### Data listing
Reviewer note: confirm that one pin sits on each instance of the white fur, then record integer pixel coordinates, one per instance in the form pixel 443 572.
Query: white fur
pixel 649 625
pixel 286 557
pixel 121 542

### Stated problem
Return every row above word for word, with no changes.

### Exercise answer
Reviewer note: confirm that one pin sits on each instance of the white fur, then record integer pixel coordinates, one per instance in the form pixel 443 572.
Query: white fur
pixel 649 625
pixel 286 557
pixel 121 542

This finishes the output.